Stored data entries
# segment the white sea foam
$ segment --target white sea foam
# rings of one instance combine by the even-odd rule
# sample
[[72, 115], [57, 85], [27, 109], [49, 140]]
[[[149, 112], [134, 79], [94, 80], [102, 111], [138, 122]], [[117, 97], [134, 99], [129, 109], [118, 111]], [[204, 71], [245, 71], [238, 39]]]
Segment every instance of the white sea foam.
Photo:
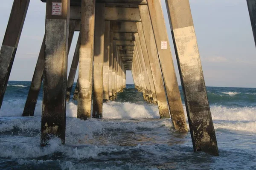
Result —
[[221, 122], [214, 123], [214, 128], [223, 128], [233, 130], [256, 133], [256, 121], [249, 122]]
[[[0, 124], [0, 132], [10, 130], [15, 127], [23, 130], [35, 129], [40, 130], [41, 125], [41, 116], [42, 110], [42, 101], [38, 101], [35, 108], [35, 118], [18, 118], [15, 116], [21, 116], [23, 111], [25, 101], [15, 101], [13, 102], [4, 102], [0, 111], [0, 117], [7, 119], [9, 116], [10, 120], [8, 122], [3, 122]], [[221, 106], [211, 106], [211, 112], [212, 119], [216, 121], [224, 121], [222, 125], [218, 125], [215, 128], [224, 128], [245, 130], [248, 132], [256, 132], [256, 108], [255, 107], [229, 108]], [[187, 119], [185, 105], [183, 108], [185, 116]], [[67, 105], [67, 117], [76, 118], [77, 116], [77, 106], [72, 102], [68, 102]], [[157, 106], [131, 103], [129, 102], [110, 102], [103, 104], [103, 118], [106, 119], [158, 119], [159, 115]], [[28, 121], [26, 119], [31, 119]], [[104, 130], [105, 127], [112, 129], [124, 129], [135, 130], [138, 128], [157, 128], [164, 125], [172, 127], [171, 120], [163, 119], [161, 121], [140, 122], [139, 123], [122, 124], [120, 122], [113, 122], [111, 120], [107, 121], [99, 121], [91, 119], [88, 121], [84, 121], [76, 119], [72, 119], [67, 121], [67, 133], [73, 134], [81, 134], [84, 129], [90, 129], [89, 131], [95, 132], [95, 130], [100, 132]], [[227, 121], [234, 121], [237, 123], [227, 122]], [[244, 122], [241, 121], [247, 121]], [[96, 129], [95, 127], [97, 128]], [[70, 127], [68, 128], [68, 127]], [[249, 127], [249, 128], [248, 128]], [[72, 129], [76, 129], [72, 130]], [[87, 135], [88, 134], [84, 134]]]
[[27, 86], [24, 85], [7, 85], [7, 86], [14, 86], [14, 87], [19, 87], [20, 88], [26, 88], [26, 87], [28, 87]]
[[230, 91], [229, 92], [221, 92], [221, 93], [223, 94], [228, 94], [230, 96], [234, 96], [236, 94], [241, 94], [241, 93], [232, 92], [231, 91]]

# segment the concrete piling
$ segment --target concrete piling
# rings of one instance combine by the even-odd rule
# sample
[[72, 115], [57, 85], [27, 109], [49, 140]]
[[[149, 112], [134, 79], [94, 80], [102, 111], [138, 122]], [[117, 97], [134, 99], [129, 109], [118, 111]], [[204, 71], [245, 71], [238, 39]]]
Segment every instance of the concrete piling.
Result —
[[14, 0], [0, 50], [0, 109], [30, 0]]
[[104, 33], [104, 60], [103, 63], [103, 101], [109, 100], [108, 84], [109, 83], [109, 48], [110, 23], [105, 21]]
[[104, 3], [97, 3], [96, 7], [93, 59], [93, 118], [102, 118], [103, 93], [103, 62], [104, 60]]
[[[45, 35], [23, 116], [33, 116], [44, 78], [41, 146], [52, 136], [65, 142], [66, 101], [79, 62], [78, 118], [102, 118], [103, 102], [116, 99], [131, 70], [135, 88], [157, 104], [160, 118], [171, 116], [175, 129], [187, 131], [160, 0], [41, 0]], [[247, 1], [256, 45], [256, 0]], [[0, 109], [29, 3], [14, 0], [0, 50]], [[218, 156], [189, 0], [166, 3], [194, 151]], [[67, 81], [75, 31], [80, 32]]]
[[218, 156], [189, 0], [166, 0], [195, 151]]
[[155, 0], [154, 2], [149, 0], [148, 6], [162, 68], [172, 121], [175, 129], [187, 132], [185, 113], [172, 61], [161, 0]]
[[256, 0], [247, 0], [254, 42], [256, 45]]
[[[156, 46], [153, 28], [147, 6], [139, 6], [148, 56], [161, 118], [169, 118], [169, 108], [163, 81], [162, 74]], [[139, 33], [140, 34], [140, 33]]]
[[79, 77], [77, 78], [76, 81], [76, 88], [75, 88], [75, 91], [73, 94], [73, 100], [77, 100], [78, 99], [78, 91], [79, 89]]
[[79, 33], [77, 40], [77, 43], [75, 50], [73, 60], [71, 63], [71, 67], [70, 71], [69, 74], [68, 74], [68, 78], [67, 79], [67, 101], [69, 101], [71, 93], [71, 90], [74, 83], [75, 79], [75, 76], [76, 73], [77, 66], [79, 62], [79, 57], [80, 55], [80, 48], [81, 45], [81, 34]]
[[[68, 55], [72, 39], [73, 39], [76, 24], [76, 20], [70, 20], [67, 55]], [[31, 81], [29, 94], [22, 114], [23, 116], [34, 116], [35, 109], [37, 102], [39, 94], [43, 80], [44, 64], [45, 38], [44, 38], [44, 40], [34, 72], [33, 78]]]
[[137, 42], [135, 41], [135, 46], [136, 48], [138, 50], [138, 52], [140, 54], [140, 57], [139, 59], [141, 65], [143, 70], [143, 74], [145, 78], [145, 84], [146, 87], [148, 91], [148, 96], [147, 97], [148, 99], [147, 100], [148, 102], [151, 103], [154, 102], [153, 101], [153, 96], [152, 94], [152, 92], [151, 91], [151, 88], [150, 87], [150, 85], [149, 83], [149, 80], [148, 76], [148, 74], [147, 73], [147, 69], [146, 68], [146, 65], [144, 62], [144, 57], [142, 52], [142, 49], [141, 48], [141, 45], [140, 44], [140, 38], [139, 38], [139, 34], [138, 33], [134, 34], [134, 37], [135, 37], [135, 40], [137, 41]]
[[[41, 146], [52, 135], [65, 142], [70, 3], [69, 0], [49, 0], [46, 4]], [[53, 15], [53, 5], [61, 8], [58, 15]]]
[[81, 2], [81, 45], [79, 65], [77, 118], [91, 117], [95, 0]]

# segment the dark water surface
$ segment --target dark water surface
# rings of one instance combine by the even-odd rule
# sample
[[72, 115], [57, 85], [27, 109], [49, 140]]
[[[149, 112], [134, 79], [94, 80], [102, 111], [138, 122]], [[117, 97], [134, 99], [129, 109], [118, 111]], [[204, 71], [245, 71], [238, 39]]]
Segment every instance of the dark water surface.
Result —
[[256, 88], [207, 88], [215, 157], [194, 153], [190, 133], [159, 119], [157, 106], [131, 85], [104, 104], [102, 120], [77, 119], [76, 102], [67, 103], [66, 144], [53, 138], [41, 147], [41, 91], [35, 116], [21, 116], [30, 84], [9, 82], [0, 111], [0, 169], [256, 169]]

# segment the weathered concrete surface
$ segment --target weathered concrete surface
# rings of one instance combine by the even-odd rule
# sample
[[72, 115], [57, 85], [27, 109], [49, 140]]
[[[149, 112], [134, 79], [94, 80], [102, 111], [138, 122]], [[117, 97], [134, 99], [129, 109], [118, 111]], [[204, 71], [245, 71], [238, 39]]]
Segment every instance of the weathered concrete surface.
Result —
[[134, 50], [134, 47], [133, 46], [122, 46], [120, 49], [122, 50]]
[[97, 119], [102, 118], [105, 8], [105, 4], [96, 4], [95, 24], [97, 26], [94, 33], [93, 118]]
[[43, 40], [41, 49], [35, 69], [35, 71], [29, 88], [29, 91], [25, 104], [22, 116], [34, 116], [35, 109], [40, 91], [44, 65], [44, 47], [45, 46], [45, 35]]
[[144, 55], [143, 55], [143, 52], [142, 52], [141, 45], [140, 44], [140, 38], [139, 37], [139, 34], [138, 33], [135, 33], [134, 34], [134, 37], [135, 37], [135, 39], [137, 40], [137, 43], [135, 42], [135, 44], [140, 56], [140, 57], [139, 57], [139, 60], [140, 60], [140, 64], [142, 66], [146, 88], [148, 91], [148, 96], [147, 97], [147, 97], [147, 99], [148, 102], [153, 103], [154, 103], [154, 101], [153, 101], [153, 96], [152, 95], [152, 92], [151, 91], [151, 88], [150, 87], [149, 80], [148, 79], [148, 74], [147, 73], [146, 65], [144, 62]]
[[116, 45], [117, 46], [134, 46], [134, 41], [116, 40]]
[[108, 71], [108, 98], [112, 98], [112, 69], [113, 64], [113, 33], [110, 32], [109, 36], [109, 68]]
[[50, 136], [65, 142], [66, 99], [67, 72], [70, 1], [61, 0], [62, 15], [52, 15], [52, 4], [47, 1], [45, 24], [45, 57], [41, 125], [41, 146]]
[[148, 92], [146, 88], [145, 80], [143, 73], [143, 70], [142, 69], [142, 65], [140, 60], [140, 58], [141, 58], [142, 56], [140, 55], [137, 46], [134, 47], [134, 49], [135, 53], [134, 62], [135, 62], [139, 72], [138, 78], [140, 79], [140, 85], [141, 86], [142, 92], [143, 93], [143, 99], [145, 101], [147, 101], [149, 102]]
[[73, 95], [73, 100], [77, 100], [78, 99], [78, 91], [79, 88], [79, 77], [77, 78], [76, 81], [76, 88], [75, 88], [75, 91], [74, 92], [74, 94]]
[[82, 0], [77, 118], [91, 117], [95, 0]]
[[[187, 132], [185, 113], [172, 61], [161, 0], [155, 0], [154, 3], [152, 1], [148, 1], [148, 7], [168, 99], [172, 121], [175, 129]], [[167, 42], [166, 48], [161, 48], [163, 42]]]
[[71, 63], [71, 67], [70, 71], [69, 74], [68, 74], [68, 78], [67, 79], [67, 101], [69, 101], [71, 93], [71, 90], [74, 83], [75, 80], [75, 76], [76, 73], [77, 66], [79, 62], [79, 57], [80, 55], [80, 48], [81, 45], [81, 34], [79, 33], [75, 50], [73, 60]]
[[134, 54], [134, 51], [133, 50], [126, 50], [126, 54]]
[[133, 56], [134, 54], [120, 54], [120, 57], [132, 57]]
[[109, 80], [109, 43], [110, 23], [105, 21], [104, 33], [104, 60], [103, 63], [103, 102], [108, 101], [108, 81]]
[[115, 40], [134, 40], [133, 34], [126, 32], [114, 32], [113, 39]]
[[254, 38], [254, 42], [256, 45], [256, 0], [247, 0], [247, 1]]
[[151, 70], [151, 68], [150, 67], [150, 63], [148, 58], [148, 51], [147, 50], [147, 46], [146, 45], [146, 42], [144, 35], [144, 31], [143, 31], [142, 24], [141, 23], [137, 23], [137, 28], [138, 28], [138, 34], [139, 35], [139, 40], [137, 39], [136, 39], [135, 40], [137, 41], [137, 42], [139, 42], [140, 43], [140, 45], [141, 45], [141, 49], [144, 57], [144, 62], [146, 66], [147, 73], [148, 74], [148, 80], [149, 81], [150, 88], [151, 89], [151, 92], [152, 93], [152, 95], [153, 97], [153, 99], [150, 99], [150, 100], [153, 100], [154, 103], [157, 104], [157, 96], [155, 91], [154, 85], [154, 81], [153, 79], [153, 76], [152, 74], [152, 71]]
[[110, 31], [117, 32], [137, 32], [136, 23], [113, 21], [110, 22]]
[[159, 63], [153, 28], [150, 22], [148, 9], [148, 6], [139, 6], [139, 8], [155, 86], [160, 117], [162, 119], [169, 118], [169, 108], [166, 97], [162, 71]]
[[105, 19], [108, 20], [140, 21], [140, 16], [138, 8], [106, 7]]
[[218, 149], [188, 0], [166, 0], [194, 150]]
[[0, 109], [30, 0], [14, 0], [0, 50]]
[[[45, 3], [47, 0], [41, 0], [41, 1]], [[130, 5], [133, 6], [139, 4], [145, 5], [147, 4], [146, 0], [96, 0], [97, 3], [108, 3], [113, 4], [112, 6], [128, 6]], [[74, 6], [81, 6], [81, 0], [70, 0], [70, 5]]]

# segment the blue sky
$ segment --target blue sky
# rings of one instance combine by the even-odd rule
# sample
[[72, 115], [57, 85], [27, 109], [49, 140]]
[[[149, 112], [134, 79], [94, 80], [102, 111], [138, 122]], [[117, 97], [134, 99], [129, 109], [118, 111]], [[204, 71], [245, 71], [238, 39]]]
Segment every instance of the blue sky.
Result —
[[[162, 1], [172, 57], [180, 85], [165, 4], [164, 0]], [[246, 1], [189, 1], [206, 85], [256, 88], [256, 49]], [[8, 0], [1, 3], [1, 42], [12, 3], [12, 0]], [[32, 79], [44, 34], [45, 17], [45, 4], [40, 0], [31, 0], [10, 80]], [[78, 37], [76, 32], [69, 56], [69, 71]], [[127, 83], [133, 83], [130, 72], [127, 73]]]

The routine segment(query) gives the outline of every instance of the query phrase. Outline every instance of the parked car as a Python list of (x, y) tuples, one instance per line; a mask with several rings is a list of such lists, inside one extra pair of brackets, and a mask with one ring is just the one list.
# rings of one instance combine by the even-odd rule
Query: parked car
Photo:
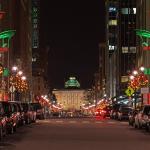
[(17, 118), (14, 113), (14, 108), (9, 102), (1, 102), (4, 109), (4, 114), (6, 115), (6, 130), (8, 133), (12, 134), (16, 131), (17, 128)]
[(118, 120), (129, 119), (129, 112), (132, 111), (132, 108), (127, 105), (120, 105), (118, 110)]
[(30, 103), (22, 103), (25, 123), (36, 122), (36, 111)]
[(41, 106), (40, 103), (31, 103), (33, 106), (33, 110), (36, 111), (36, 118), (37, 119), (45, 119), (44, 108)]
[(132, 109), (132, 111), (129, 112), (129, 125), (133, 126), (135, 122), (135, 115), (137, 115), (138, 111), (135, 109)]
[(147, 123), (150, 118), (150, 105), (144, 105), (143, 108), (135, 115), (134, 127), (136, 128), (147, 128)]
[(3, 104), (0, 102), (0, 140), (6, 135), (6, 120), (7, 116), (5, 115)]

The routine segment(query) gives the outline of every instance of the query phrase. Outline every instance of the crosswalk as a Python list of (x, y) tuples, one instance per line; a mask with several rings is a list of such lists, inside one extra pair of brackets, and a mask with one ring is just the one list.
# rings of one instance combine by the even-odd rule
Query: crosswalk
[(110, 124), (110, 125), (115, 125), (115, 124), (122, 124), (122, 125), (127, 125), (128, 122), (126, 121), (115, 121), (115, 120), (38, 120), (38, 123), (56, 123), (56, 124), (63, 124), (63, 123), (68, 123), (68, 124)]

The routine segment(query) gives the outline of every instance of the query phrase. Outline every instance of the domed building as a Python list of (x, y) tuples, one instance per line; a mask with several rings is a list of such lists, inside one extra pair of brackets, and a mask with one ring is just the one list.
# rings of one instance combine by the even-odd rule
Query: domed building
[(64, 110), (77, 111), (85, 103), (86, 91), (80, 88), (80, 83), (75, 77), (70, 77), (65, 82), (65, 88), (55, 89), (53, 94), (55, 94), (57, 102), (62, 104)]

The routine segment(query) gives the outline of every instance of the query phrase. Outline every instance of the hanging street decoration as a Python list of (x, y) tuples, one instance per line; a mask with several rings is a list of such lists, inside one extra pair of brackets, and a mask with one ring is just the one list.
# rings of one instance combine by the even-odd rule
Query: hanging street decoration
[(145, 75), (150, 75), (150, 68), (145, 68), (144, 69), (144, 74)]
[(142, 39), (143, 50), (150, 50), (150, 43), (148, 42), (148, 39), (150, 39), (150, 31), (136, 29), (136, 35), (138, 35)]
[(80, 88), (80, 83), (75, 77), (70, 77), (68, 81), (65, 82), (65, 88)]
[(132, 94), (134, 93), (134, 90), (129, 86), (126, 91), (125, 91), (127, 96), (132, 96)]

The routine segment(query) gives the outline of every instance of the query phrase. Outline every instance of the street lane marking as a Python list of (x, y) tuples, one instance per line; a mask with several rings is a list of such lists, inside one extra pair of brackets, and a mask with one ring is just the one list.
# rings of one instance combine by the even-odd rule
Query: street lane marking
[(63, 121), (62, 121), (62, 120), (56, 120), (56, 122), (57, 122), (57, 123), (62, 123)]
[(82, 121), (82, 123), (90, 123), (89, 121)]
[(76, 121), (69, 121), (69, 123), (77, 123)]
[(128, 122), (120, 122), (120, 124), (128, 124)]
[(102, 122), (102, 121), (96, 121), (95, 123), (104, 123), (104, 122)]
[(109, 124), (115, 124), (116, 122), (108, 121), (107, 123), (109, 123)]

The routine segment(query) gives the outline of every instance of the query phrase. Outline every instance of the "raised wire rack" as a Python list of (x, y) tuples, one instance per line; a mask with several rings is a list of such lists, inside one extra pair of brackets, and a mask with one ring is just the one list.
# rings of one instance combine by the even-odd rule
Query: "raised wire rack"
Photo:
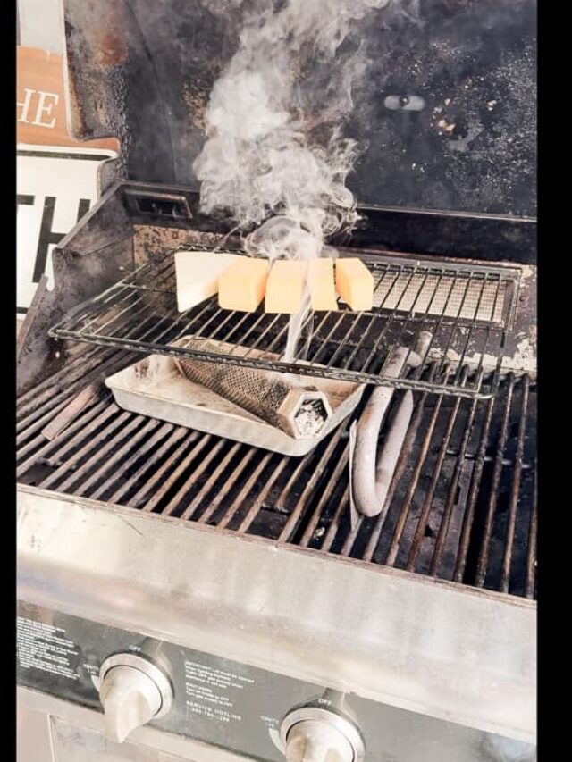
[[(517, 273), (505, 268), (364, 256), (374, 277), (374, 308), (355, 313), (310, 311), (294, 358), (286, 362), (289, 315), (221, 309), (216, 297), (177, 312), (174, 256), (149, 262), (66, 315), (50, 330), (75, 339), (146, 354), (198, 358), (281, 373), (491, 397), (496, 392)], [(385, 370), (398, 346), (413, 351), (430, 331), (422, 364), (399, 378)], [(240, 355), (176, 346), (182, 336), (257, 349)], [(272, 353), (261, 357), (260, 351)], [(431, 365), (431, 371), (429, 371)], [(463, 373), (463, 369), (467, 371)], [(435, 370), (436, 369), (436, 370)]]

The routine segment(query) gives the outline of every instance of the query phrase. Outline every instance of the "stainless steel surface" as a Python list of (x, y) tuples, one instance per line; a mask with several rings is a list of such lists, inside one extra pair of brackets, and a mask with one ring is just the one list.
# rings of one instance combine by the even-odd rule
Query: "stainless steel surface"
[(526, 599), (24, 486), (18, 564), (30, 603), (534, 742)]
[(149, 720), (166, 715), (172, 703), (169, 678), (147, 658), (130, 653), (114, 654), (101, 665), (99, 695), (105, 733), (117, 743)]
[(117, 405), (141, 415), (292, 456), (313, 449), (359, 403), (359, 384), (320, 380), (332, 412), (313, 437), (296, 439), (181, 374), (172, 357), (152, 355), (105, 380)]
[(366, 749), (356, 725), (321, 707), (288, 714), (280, 729), (287, 762), (362, 762)]
[(18, 686), (17, 762), (247, 762), (152, 727), (133, 731), (116, 744), (105, 735), (100, 712)]

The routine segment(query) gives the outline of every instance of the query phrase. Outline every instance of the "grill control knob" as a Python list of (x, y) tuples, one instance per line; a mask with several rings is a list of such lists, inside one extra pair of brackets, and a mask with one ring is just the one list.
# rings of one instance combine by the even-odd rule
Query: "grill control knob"
[(287, 762), (361, 762), (364, 741), (356, 725), (322, 707), (294, 709), (282, 720)]
[(122, 743), (130, 733), (166, 715), (172, 688), (166, 674), (144, 657), (114, 654), (99, 670), (99, 698), (105, 715), (105, 734)]

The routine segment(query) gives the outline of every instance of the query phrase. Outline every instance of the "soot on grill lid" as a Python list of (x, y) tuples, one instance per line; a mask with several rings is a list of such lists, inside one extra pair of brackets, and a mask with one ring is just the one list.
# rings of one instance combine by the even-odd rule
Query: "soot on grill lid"
[[(210, 92), (257, 2), (64, 0), (72, 130), (121, 142), (105, 184), (198, 188)], [(381, 9), (352, 25), (368, 58), (342, 126), (366, 147), (348, 180), (360, 204), (534, 216), (535, 0), (424, 0), (418, 20)], [(323, 93), (315, 112), (332, 66), (317, 60), (299, 71)]]

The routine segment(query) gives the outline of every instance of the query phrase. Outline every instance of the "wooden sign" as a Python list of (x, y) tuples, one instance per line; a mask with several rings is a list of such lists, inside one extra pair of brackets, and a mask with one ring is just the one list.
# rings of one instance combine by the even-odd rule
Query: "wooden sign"
[(68, 134), (61, 55), (37, 47), (16, 50), (18, 143), (118, 150), (114, 138), (80, 141)]
[(19, 47), (17, 87), (17, 312), (28, 311), (52, 249), (97, 200), (97, 171), (115, 139), (68, 135), (62, 56)]

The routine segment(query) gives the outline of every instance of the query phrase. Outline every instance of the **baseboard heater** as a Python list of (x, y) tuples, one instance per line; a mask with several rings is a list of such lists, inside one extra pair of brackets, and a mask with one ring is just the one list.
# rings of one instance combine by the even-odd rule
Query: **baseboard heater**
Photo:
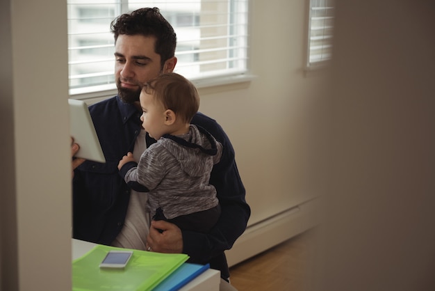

Aim of the exercise:
Return the lines unchanged, starting at the one that contains "of the street" and ending at the one that contains "123), (109, 123)]", with both of those lines included.

Written solution:
The routine segment(query) gives the outline of every instance of the query phrase. Outline every instance of the street lane marking as a Python list of (x, y) tuples, one instance per line; a mask with several rings is a list of such lists, inside one extra pair of brackets, and a mask with one ring is just the one list.
# rings of one instance combine by the even-odd rule
Query: street lane marking
[(63, 121), (62, 121), (62, 120), (56, 120), (56, 122), (57, 122), (57, 123), (62, 123)]
[(82, 121), (82, 123), (90, 123), (89, 121)]
[(76, 121), (69, 121), (69, 123), (77, 123)]
[(128, 122), (120, 122), (120, 124), (128, 124)]
[(102, 122), (102, 121), (96, 121), (95, 123), (104, 123), (104, 122)]
[(109, 124), (115, 124), (116, 122), (108, 121), (107, 123), (109, 123)]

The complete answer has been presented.